**Extract to read:**
Blocking the action of a key protein frees oxygen to damage iron-dependent proteins in lung cancer and breast cancer cells, slowing their growth and making them easier to kill. This is the implication of a study led by researchers from Perlmutter Cancer Center at NYU Langone Health, and published online November 22 in Nature.
Human cells are known to contain 48 proteins that depend on complexes of iron and sulfur to function. These iron–sulfur clusters are dismantled when they encounter oxygen. In high oxygen environments like the lungs, researchers say, iron–sulfur clusters must be constantly replaced if normal cells are to survive, and even more so if lung cancer cells are to grow with abnormal speed.
The current study shows that lung adenocarcinoma cells survive this oxygen threat by producing more of a protein called NFS1, which harvests sulfur from the amino acid cysteine to make iron–sulfur clusters. The researchers also found that breast cancer cells that have spread to the lungs dial up NFS1 production upon arriving in a high-oxygen environment, while cells remaining in the breast do not.
“Our data support the notion that NFS1 provides a central protection for cancer cells against oxygen, and we hope to find ways to take it away,” says lead study author Richard Possemato, PhD, assistant professor in the Department of Pathology at NYU Langone Health.

**Supplied material:**
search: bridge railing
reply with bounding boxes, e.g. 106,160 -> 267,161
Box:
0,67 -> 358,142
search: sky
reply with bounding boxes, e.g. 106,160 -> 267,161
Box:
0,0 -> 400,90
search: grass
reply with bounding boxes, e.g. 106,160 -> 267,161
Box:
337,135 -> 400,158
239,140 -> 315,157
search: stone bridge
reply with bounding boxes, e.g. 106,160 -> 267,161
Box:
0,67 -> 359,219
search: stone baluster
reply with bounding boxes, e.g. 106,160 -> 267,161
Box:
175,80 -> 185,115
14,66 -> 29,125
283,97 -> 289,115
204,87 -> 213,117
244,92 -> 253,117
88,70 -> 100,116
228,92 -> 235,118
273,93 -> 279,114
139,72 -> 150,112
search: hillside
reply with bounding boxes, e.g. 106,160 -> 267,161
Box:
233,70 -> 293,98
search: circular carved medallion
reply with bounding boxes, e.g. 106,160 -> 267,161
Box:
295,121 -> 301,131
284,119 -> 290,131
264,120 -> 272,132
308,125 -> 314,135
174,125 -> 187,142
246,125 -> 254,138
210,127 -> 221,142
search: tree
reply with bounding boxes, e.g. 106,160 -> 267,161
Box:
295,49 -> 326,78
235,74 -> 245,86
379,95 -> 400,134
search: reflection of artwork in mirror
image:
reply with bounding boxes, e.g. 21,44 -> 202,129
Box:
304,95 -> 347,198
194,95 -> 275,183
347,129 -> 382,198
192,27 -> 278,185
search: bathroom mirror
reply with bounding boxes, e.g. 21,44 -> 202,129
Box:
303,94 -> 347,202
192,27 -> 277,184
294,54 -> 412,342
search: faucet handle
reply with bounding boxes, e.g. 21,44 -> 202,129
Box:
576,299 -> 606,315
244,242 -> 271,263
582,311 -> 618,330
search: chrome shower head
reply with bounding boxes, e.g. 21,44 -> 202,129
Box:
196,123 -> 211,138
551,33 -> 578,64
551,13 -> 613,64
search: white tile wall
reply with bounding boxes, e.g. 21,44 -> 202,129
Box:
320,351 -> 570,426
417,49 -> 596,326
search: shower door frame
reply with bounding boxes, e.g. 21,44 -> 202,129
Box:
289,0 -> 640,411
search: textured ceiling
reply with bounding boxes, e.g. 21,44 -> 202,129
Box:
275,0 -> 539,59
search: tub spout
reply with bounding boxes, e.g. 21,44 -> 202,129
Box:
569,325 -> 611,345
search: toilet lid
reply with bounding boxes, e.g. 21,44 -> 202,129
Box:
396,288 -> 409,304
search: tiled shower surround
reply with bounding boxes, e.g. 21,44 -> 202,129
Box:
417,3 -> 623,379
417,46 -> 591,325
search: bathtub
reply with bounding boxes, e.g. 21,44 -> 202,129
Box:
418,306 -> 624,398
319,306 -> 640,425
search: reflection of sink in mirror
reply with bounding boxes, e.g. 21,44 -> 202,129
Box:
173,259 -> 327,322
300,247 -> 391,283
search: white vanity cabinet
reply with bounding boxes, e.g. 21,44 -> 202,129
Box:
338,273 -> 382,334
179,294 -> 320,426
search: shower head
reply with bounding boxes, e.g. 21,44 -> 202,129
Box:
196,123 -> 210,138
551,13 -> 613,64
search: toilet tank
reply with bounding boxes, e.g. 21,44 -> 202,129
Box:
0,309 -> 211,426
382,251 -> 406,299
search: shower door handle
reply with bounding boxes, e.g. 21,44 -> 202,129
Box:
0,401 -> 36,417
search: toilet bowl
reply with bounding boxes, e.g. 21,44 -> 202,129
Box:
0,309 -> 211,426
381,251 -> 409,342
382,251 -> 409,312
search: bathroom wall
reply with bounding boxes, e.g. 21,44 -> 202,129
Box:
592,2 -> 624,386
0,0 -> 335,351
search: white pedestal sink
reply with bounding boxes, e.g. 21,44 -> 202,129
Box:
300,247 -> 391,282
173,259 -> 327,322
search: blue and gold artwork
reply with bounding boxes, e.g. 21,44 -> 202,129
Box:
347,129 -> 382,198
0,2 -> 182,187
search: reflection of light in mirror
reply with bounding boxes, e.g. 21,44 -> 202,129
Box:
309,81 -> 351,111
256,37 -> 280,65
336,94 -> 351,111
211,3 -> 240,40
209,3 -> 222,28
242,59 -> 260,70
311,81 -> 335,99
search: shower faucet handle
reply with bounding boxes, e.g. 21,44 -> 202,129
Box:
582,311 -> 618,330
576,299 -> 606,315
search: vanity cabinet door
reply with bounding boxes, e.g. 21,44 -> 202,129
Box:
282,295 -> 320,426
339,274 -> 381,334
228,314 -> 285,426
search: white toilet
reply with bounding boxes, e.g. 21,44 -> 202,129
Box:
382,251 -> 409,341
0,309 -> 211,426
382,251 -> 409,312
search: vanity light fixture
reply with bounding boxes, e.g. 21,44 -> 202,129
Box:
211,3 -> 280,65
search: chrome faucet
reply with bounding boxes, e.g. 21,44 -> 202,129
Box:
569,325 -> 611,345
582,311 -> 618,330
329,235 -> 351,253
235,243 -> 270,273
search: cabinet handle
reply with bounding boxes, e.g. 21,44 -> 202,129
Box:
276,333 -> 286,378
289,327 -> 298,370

**What this exercise asks:**
1. Answer these questions from the NFS1 passage.
(a) How many human proteins depend on iron–sulfur complexes to function?
(b) From which amino acid does NFS1 harvest sulfur?
(c) In which journal was the study published?
2. Write out, word for word, the part of the NFS1 passage that opens with the words "The current study" and closes with "NYU Langone Health.".
The records have no connection to the NFS1 passage.

**Solution set:**
1.
(a) 48
(b) Cysteine
(c) Nature

2.
The current study shows that lung adenocarcinoma cells survive this oxygen threat by producing more of a protein called NFS1, which harvests sulfur from the amino acid cysteine to make iron–sulfur clusters. The researchers also found that breast cancer cells that have spread to the lungs dial up NFS1 production upon arriving in a high-oxygen environment, while cells remaining in the breast do not.
“Our data support the notion that NFS1 provides a central protection for cancer cells against oxygen, and we hope to find ways to take it away,” says lead study author Richard Possemato, PhD, assistant professor in the Department of Pathology at NYU Langone Health.